Exercise objective
Exactly as written, transcribe the lines that run from the one containing "Where can you see the blue jeans" to the end of the records below.

[start of Records to use]

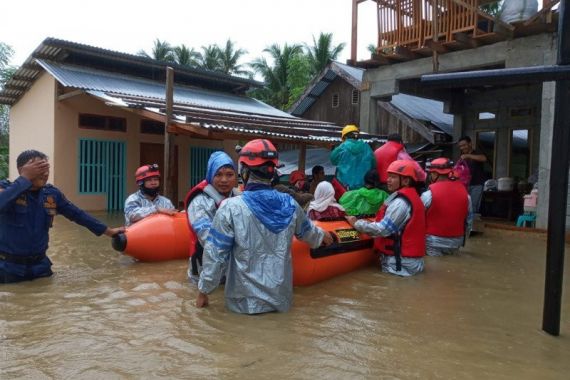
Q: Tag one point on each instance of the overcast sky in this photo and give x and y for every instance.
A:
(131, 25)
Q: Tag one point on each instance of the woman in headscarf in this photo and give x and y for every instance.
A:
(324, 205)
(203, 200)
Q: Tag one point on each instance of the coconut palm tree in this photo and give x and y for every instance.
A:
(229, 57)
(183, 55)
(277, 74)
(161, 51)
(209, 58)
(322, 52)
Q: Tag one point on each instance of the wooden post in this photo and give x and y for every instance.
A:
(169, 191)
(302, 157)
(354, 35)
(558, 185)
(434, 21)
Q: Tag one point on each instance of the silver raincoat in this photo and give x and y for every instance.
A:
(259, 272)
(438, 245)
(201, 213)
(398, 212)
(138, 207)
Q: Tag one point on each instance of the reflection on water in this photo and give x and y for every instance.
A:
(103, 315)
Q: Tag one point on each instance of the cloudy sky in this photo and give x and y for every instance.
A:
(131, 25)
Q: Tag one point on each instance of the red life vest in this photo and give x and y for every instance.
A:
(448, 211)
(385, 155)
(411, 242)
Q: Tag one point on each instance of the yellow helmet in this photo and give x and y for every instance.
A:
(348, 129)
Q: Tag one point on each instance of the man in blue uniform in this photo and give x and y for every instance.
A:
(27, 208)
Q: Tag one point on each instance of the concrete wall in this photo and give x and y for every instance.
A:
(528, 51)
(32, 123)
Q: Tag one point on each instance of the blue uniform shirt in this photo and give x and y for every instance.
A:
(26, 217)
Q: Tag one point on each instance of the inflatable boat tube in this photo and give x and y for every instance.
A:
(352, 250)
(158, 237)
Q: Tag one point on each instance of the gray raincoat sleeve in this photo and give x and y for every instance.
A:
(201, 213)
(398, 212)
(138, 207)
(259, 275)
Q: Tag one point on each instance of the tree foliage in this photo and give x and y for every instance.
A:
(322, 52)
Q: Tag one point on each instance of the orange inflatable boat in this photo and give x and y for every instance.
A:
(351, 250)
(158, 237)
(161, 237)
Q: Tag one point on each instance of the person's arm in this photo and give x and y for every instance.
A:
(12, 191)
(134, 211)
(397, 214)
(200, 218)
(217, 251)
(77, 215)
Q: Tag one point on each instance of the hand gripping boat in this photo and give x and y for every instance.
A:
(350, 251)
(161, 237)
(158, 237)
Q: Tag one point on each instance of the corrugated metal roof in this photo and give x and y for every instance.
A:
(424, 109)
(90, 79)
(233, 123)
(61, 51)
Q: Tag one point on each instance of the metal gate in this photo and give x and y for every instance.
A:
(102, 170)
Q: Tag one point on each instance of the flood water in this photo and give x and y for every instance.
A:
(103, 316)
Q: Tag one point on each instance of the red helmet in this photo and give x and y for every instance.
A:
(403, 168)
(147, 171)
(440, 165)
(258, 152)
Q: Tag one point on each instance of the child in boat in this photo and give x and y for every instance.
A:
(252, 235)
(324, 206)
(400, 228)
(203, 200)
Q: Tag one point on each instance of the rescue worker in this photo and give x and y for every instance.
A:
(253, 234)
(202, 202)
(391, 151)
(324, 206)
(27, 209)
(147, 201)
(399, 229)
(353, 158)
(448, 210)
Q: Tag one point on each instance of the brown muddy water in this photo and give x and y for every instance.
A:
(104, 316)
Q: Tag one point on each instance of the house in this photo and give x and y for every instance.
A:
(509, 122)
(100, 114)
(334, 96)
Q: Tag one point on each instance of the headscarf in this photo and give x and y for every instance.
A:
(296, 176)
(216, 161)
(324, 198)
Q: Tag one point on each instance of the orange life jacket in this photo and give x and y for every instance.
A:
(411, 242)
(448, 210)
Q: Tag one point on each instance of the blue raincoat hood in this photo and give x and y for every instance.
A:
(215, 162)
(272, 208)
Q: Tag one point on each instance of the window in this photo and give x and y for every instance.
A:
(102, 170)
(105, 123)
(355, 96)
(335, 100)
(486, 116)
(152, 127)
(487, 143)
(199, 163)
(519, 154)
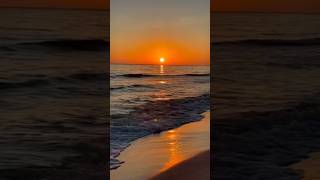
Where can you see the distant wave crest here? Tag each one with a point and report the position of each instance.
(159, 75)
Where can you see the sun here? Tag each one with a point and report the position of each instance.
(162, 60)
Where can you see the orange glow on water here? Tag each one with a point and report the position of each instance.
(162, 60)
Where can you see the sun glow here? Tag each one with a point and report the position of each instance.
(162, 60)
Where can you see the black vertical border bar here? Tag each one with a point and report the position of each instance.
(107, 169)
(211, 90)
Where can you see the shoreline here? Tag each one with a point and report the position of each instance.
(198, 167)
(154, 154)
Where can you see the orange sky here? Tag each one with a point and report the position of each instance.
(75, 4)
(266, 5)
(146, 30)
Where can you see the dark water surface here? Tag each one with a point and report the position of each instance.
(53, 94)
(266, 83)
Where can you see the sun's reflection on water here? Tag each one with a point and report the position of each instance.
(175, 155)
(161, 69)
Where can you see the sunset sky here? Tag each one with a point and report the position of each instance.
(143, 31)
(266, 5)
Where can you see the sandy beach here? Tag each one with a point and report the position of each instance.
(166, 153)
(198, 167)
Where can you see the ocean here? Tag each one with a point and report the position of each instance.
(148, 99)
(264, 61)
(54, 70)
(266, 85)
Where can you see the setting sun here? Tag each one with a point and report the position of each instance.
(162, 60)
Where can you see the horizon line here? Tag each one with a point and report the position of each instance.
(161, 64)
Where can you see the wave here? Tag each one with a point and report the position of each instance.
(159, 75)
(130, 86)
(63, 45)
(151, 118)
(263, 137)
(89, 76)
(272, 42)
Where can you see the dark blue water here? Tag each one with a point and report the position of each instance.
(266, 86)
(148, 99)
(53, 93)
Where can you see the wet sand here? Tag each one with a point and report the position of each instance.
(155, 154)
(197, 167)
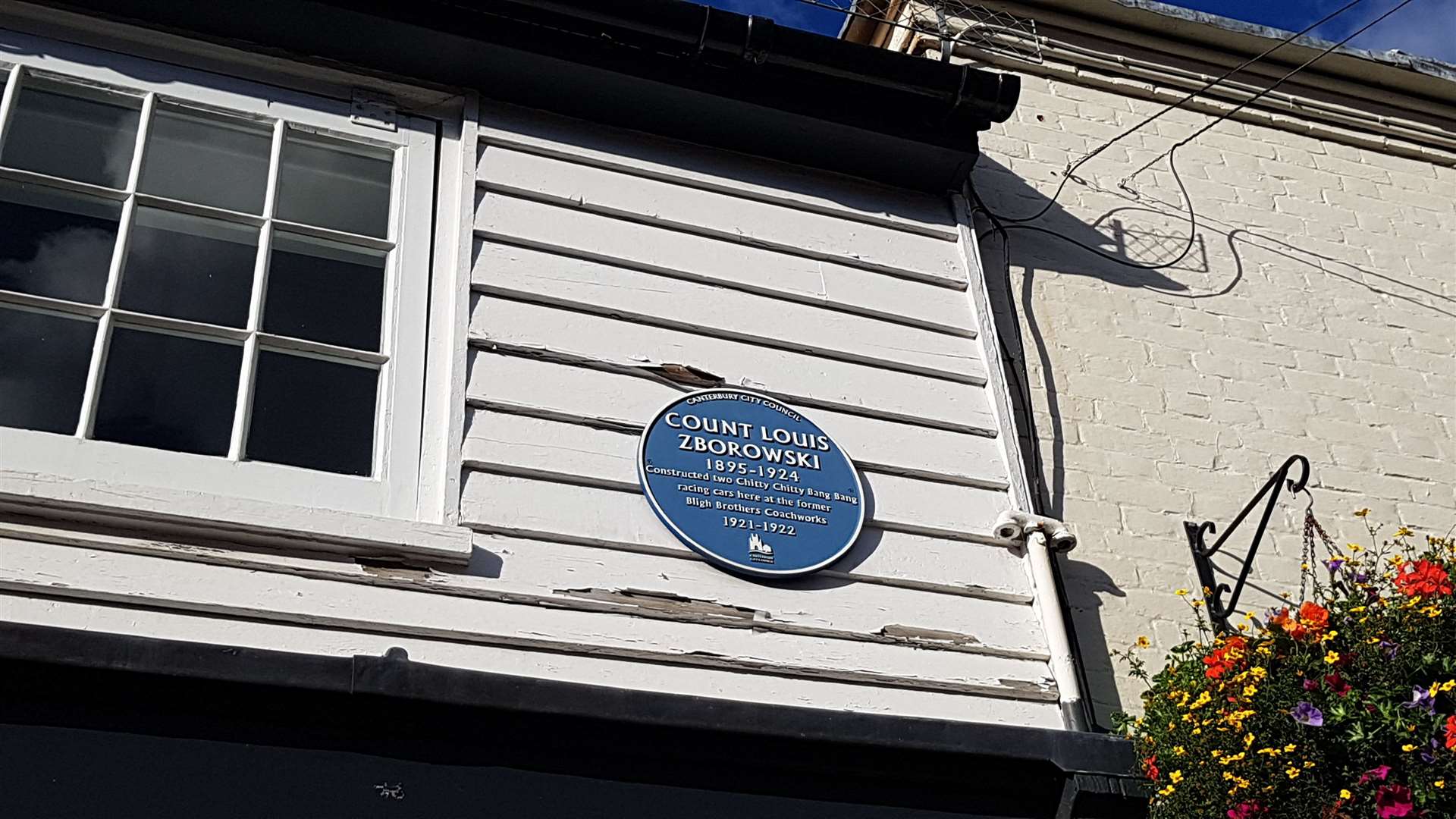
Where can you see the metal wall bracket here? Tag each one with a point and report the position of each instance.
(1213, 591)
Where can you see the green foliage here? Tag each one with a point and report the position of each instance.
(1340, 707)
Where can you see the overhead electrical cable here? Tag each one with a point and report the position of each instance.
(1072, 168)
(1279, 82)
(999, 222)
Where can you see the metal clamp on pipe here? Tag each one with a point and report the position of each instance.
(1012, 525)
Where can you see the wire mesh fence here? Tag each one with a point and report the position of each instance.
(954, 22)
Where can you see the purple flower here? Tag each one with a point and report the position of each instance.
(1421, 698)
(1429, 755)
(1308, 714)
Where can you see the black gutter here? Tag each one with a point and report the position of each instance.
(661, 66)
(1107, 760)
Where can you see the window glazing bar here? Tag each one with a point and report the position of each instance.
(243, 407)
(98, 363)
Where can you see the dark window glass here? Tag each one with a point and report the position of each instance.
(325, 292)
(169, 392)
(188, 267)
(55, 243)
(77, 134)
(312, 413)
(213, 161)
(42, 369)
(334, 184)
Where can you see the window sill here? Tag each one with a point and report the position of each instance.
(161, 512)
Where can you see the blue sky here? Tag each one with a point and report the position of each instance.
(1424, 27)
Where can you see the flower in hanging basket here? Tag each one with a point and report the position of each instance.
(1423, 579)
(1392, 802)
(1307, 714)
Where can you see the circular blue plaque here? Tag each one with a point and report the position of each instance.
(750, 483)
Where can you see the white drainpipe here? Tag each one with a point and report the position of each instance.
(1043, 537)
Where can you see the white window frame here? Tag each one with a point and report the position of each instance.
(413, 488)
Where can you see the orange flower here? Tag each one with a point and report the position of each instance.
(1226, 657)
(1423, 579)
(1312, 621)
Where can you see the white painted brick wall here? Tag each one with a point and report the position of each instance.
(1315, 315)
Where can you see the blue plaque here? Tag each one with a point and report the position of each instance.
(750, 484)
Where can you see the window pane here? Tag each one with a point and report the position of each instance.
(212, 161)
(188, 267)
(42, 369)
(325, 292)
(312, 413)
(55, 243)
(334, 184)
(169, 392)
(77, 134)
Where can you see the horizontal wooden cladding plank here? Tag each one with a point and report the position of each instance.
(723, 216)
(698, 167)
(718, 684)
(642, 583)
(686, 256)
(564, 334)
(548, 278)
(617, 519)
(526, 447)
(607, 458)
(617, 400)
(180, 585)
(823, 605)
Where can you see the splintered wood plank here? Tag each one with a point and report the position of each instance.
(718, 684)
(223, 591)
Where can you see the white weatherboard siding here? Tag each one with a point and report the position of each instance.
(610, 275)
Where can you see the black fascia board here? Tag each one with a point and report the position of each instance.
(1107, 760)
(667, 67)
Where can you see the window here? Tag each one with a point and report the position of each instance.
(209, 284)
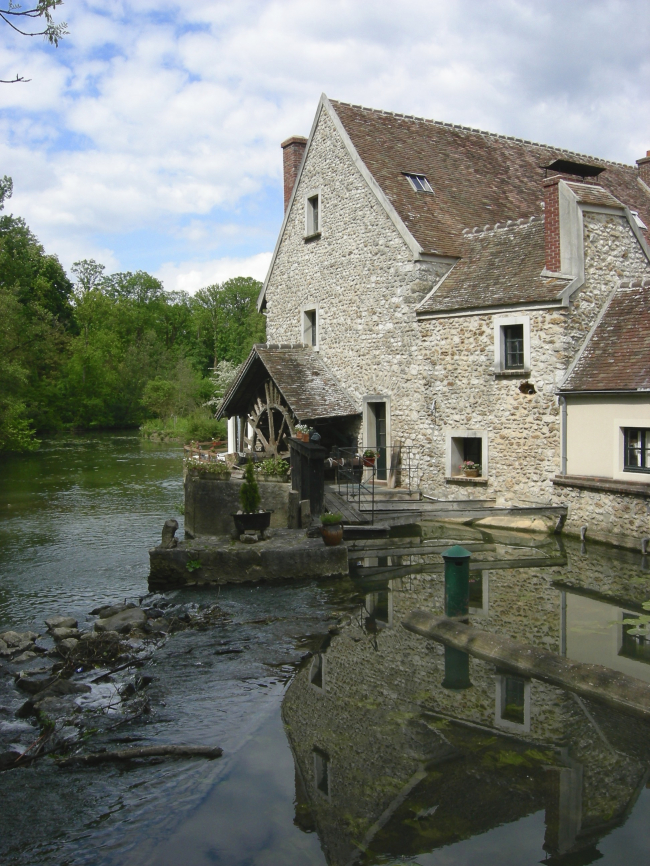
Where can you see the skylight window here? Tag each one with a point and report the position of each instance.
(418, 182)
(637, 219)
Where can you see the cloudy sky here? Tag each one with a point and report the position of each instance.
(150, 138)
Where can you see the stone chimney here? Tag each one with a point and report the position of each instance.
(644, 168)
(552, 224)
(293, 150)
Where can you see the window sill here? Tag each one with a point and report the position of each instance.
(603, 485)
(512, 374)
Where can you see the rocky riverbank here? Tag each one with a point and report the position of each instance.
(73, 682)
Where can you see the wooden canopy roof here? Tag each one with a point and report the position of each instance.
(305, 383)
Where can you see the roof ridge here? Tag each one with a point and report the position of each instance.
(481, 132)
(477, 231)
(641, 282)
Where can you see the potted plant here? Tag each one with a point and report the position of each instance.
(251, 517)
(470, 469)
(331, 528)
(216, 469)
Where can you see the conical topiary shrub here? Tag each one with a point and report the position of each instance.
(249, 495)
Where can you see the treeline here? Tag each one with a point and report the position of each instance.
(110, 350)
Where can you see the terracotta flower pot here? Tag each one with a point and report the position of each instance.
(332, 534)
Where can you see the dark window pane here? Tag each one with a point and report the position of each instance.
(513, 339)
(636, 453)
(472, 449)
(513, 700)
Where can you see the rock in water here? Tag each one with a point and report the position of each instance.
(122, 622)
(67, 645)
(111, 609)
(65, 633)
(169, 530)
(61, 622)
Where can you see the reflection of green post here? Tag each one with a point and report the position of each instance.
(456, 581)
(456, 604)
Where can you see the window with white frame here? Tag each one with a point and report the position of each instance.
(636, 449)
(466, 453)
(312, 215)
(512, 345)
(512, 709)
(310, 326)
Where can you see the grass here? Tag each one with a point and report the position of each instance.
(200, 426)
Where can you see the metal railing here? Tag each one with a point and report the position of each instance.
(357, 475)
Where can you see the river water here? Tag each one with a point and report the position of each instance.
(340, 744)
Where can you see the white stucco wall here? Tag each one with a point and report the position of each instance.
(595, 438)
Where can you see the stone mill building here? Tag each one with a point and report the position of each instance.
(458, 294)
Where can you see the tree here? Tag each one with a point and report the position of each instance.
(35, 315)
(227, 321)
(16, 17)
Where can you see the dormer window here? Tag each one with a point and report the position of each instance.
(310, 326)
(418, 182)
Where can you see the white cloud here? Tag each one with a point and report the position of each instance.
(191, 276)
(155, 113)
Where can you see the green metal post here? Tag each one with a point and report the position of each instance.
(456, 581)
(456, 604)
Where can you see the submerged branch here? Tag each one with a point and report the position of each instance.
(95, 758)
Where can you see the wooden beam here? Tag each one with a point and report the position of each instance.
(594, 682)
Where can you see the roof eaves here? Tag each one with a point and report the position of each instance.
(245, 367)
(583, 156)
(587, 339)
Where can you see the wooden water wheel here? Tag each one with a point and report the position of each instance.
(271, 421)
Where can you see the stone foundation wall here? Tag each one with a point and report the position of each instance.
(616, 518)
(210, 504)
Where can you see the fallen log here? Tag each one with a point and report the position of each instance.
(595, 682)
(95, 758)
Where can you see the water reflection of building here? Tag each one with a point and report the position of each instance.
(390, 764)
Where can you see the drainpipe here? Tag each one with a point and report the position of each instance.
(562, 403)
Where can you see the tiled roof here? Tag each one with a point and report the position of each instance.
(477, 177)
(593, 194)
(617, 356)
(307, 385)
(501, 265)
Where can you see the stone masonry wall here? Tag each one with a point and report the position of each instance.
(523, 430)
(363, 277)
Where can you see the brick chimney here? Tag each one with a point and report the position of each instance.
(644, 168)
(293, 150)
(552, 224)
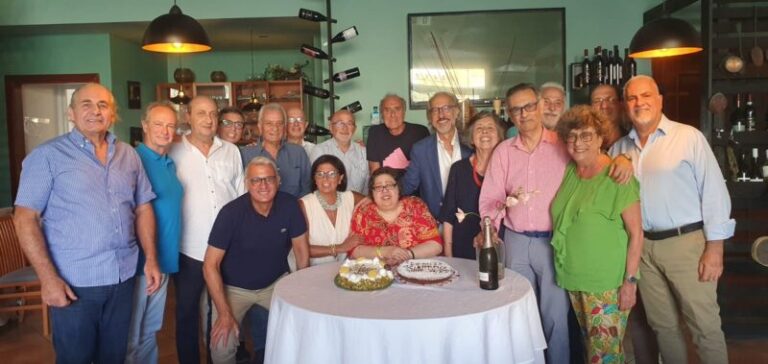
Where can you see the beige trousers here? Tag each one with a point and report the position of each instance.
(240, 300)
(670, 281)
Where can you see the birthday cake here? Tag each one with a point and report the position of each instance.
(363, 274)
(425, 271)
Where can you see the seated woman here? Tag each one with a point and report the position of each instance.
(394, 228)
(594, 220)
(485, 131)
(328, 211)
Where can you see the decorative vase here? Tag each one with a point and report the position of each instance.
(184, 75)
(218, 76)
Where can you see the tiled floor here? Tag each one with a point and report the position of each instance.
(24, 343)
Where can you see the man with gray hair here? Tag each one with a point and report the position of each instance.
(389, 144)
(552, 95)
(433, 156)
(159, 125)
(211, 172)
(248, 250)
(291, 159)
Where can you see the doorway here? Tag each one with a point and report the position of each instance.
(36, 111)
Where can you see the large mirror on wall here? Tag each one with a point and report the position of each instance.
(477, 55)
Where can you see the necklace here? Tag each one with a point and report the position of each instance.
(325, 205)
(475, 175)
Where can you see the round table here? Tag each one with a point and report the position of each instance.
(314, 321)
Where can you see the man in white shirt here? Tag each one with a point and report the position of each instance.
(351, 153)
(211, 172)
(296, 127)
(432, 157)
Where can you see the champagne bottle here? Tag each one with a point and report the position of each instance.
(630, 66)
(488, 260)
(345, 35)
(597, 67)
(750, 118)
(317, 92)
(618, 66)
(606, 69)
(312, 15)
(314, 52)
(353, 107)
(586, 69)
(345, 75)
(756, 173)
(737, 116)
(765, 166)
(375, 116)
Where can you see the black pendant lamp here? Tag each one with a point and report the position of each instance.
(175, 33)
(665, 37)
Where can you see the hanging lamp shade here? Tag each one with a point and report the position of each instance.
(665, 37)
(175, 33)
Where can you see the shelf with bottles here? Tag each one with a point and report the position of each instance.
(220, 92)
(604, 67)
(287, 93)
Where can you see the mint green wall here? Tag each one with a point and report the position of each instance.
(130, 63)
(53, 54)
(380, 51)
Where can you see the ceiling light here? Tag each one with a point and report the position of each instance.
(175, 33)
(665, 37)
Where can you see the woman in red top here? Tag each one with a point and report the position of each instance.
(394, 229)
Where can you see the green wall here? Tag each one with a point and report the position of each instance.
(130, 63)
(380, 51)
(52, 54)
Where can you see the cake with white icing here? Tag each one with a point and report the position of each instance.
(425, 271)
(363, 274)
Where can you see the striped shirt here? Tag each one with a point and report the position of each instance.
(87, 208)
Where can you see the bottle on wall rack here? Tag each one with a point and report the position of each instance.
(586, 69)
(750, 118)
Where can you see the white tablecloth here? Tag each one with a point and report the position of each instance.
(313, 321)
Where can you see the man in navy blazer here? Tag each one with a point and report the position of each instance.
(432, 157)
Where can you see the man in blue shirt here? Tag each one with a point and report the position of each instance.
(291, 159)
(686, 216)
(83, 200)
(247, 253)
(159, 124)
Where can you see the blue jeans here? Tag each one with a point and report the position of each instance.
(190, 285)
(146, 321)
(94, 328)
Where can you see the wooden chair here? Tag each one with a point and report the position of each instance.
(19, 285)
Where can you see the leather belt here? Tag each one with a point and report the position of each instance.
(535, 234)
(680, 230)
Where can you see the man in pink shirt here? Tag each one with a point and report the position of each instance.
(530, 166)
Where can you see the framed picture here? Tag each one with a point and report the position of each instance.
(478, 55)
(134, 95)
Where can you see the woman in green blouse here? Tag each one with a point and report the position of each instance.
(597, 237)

[end of Records to use]

Written reply
Where can you see the blue jeans here? Tag each one with a point and report the position of each instance.
(190, 285)
(146, 321)
(94, 328)
Where can you see the wooden chair here? Tag each one with a point and report the position of each instance.
(19, 285)
Where can you see the leather belt here? Tag each one with a point and report the position of each instance.
(535, 234)
(680, 230)
Where can you see the man in pink shirt here? Tag each one with a point and report the position of each instance.
(530, 166)
Where can you see the framed picture here? Tag each one with a point and report the position of each instance.
(478, 55)
(134, 95)
Where can you see the woman in green blouse here? Tag each one with a point and report the position of each instance.
(597, 237)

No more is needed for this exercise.